Do this: From the passage below about McDonald's, list every educational program or benefit it says is offered to McDonald's workers.

Selected passage:
════
First, McDonald’s and over 3,000 U.S. owner/operators deserve a shout-out for providing the life and work skills that numerous individuals have used as a springboard to productive careers.

Exhibit A is the McDonald’s system, where supersized career advancement opportunities have been a mainstay since Ray Kroc founded the Company in 1955. Most restaurant managers begin at crew level. Even about half of McDonald’s corporate officers got their start as part of a McDonald’s crew.

McDonald’s English Under The Arches program deserves special recognition. Aimed at manager/leadership potential Latino immigrant employees struggling with English, this innovative ESL program features virtual classroom sessions workers participate in from their McDonald’s job site—quite useful for employees with other job or family commitments.

The program, which has received a Literary Leadership award from the National Coalition of Literacy and other accolades, has expanded into 16 regions and graduated 3,000 students since starting as a 2007 pilot.

According to McDonald’s, 96 percent of graduates receive pay increases and 76 percent are still employed by McDonald’s or an owner/operator four years later.

Other educational opportunities are available to workers, including a high school diploma program and tuition assistance for employees pursuing a business degree.
════
Data provided:
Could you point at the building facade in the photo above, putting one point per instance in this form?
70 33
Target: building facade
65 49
════
Answer to this problem:
- English Under The Arches, an ESL program with virtual classroom sessions
- A high school diploma program
- Tuition assistance for employees pursuing a business degree